== CONSEGNE DELL'ESERCIZIO ==
1) In quale giorno e a che ora è fissato l'appuntamento ad Acca Larentia, secondo il testo proposto?
2) Stabilisci se ciascuna affermazione concorda con il testo proposto. Rispondi sì o no e riporta le parole del testo che lo decidono.
(a) Durante l'intervento, Barbara Zicchieri ha seguito la scaletta che aveva preparato.
(b) Il pubblico è rimasto in piedi per tutto il suo intervento.
(c) Il manifesto che annuncia l'appuntamento ha una grafica molto elaborata.

== TESTO PROPOSTO ==

————————

L’anno scorso, intorno all’anniversario di Acca Larentia, successe di tutto e di più – scrive Ugo Maria Tassinari sul suo “FascinAzione” – La spaccatura consumata in quei giorni furiosi a proposito del corteo “unitario” ha lasciato ferite profonde.
Un manifesto dalla grafica estremamente spartana fissa l’appuntamento per il triplo presente per le 18 di lunedì 7 gennaio, ad Acca Larentia”
Ma ricoradre quel pezzo di storia, in un’Italia divisia tra terrorismo rosso e nero, pressioni di Governi troppo deboli ed ancora legati alle leggi di Yalta, prse di coscienze che tardavano a venire, vuol dire, oggi, comprendere, capire, assolvere, condannare, ricordare che è morto per un “ideale”.
Erano dalla parte sbagliata, l’ha cantato De Gregori, l’hanno detto in tanti, ma era gente che ci credeva.
Barbara Zicchieri, sorella di un altro cuore nero come Mario, ricorda così quei ragazzi, parlandone con il cuore in mano.
Rimango per un attimo interdetta non mi sarei mai aspettata una simile richiesta, tanto che in quel momento mi sono chiesta se avevo capito bene.
Io Barbara, ricordare Franco, Francesco e Stefano? E’ stata una sensazione bellissima e soprattutto un grande onore.
Avevo preparato una piccola scaletta delle cose che avrei voluto dire in questa occasione ma tutto ho fatto tranne che guardare quel foglietto.
Arrivo davanti il leggio le gambe mi tremano, per non parlare delle mani; all’improvviso un grande applauso il respiro diventa affannato, per un attimo l’emozione prende il sopravvento ma riesco a gestire quelle tante sensazioni che mi assalgono.
Comincio a parlare e vedo che nessuno si siede, rimangono in piedi fino alla fine del mio intervento, tutto questo rispetto non me lo sarei mai aspettato. Questa è stata una delle emozioni più forti che io abbia mai provato fino ad ora.
Posso solo dire di aver parlato con il cuore, nulla era preparato, certe cose le senti perché ce le hai dentro e purtroppo perché le hai vissute in prima persona.
Spero tanto che tutti coloro che c’erano in quegli anni e tutti coloro che sono venuti dopo nelle file della destra politica, a prescindere da ogni divisione, da ogni scelta di sigla e di partito, siano fedeli al sacrificio dei ragazzi degli anni “70” non rinunciando mai alla battaglia per cambiare l’Italia, per farne veramente una Nazione carica di valori, di giustizia, di senso religioso e di dignità.

————————

== ESTRATTI DEI DATI ==
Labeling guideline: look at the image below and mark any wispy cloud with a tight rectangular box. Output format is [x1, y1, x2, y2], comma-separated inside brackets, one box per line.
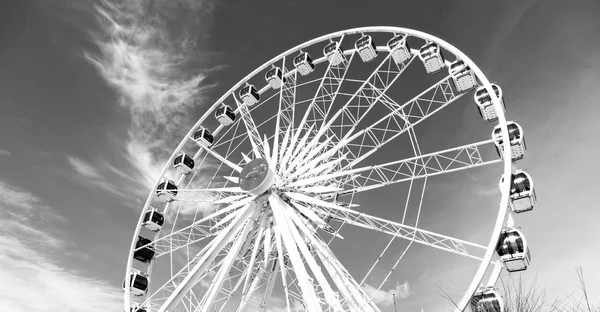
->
[81, 0, 213, 190]
[0, 180, 121, 312]
[363, 281, 412, 307]
[67, 156, 137, 199]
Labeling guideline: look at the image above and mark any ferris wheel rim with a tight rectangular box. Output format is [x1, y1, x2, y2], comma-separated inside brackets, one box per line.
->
[124, 26, 512, 312]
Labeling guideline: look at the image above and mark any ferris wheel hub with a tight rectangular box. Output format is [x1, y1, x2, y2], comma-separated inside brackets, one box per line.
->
[239, 158, 275, 195]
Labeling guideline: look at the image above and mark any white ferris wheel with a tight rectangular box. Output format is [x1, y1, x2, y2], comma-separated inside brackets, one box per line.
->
[123, 27, 536, 312]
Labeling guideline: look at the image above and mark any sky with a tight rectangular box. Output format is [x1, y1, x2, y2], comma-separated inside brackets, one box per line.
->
[0, 0, 600, 312]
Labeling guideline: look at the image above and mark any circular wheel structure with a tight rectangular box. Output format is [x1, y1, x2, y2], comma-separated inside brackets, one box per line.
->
[123, 27, 535, 312]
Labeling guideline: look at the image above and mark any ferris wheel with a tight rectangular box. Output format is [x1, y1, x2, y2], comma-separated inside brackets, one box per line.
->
[123, 27, 536, 312]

————————

== SOLUZIONI DELL'ESERCIZIO ==
1) Alle 18 di lunedì 7 gennaio.

2)
(a) No: «tutto ho fatto tranne che guardare quel foglietto».
(b) Sì: «rimangono in piedi fino alla fine del mio intervento».
(c) No: «Un manifesto dalla grafica estremamente spartana».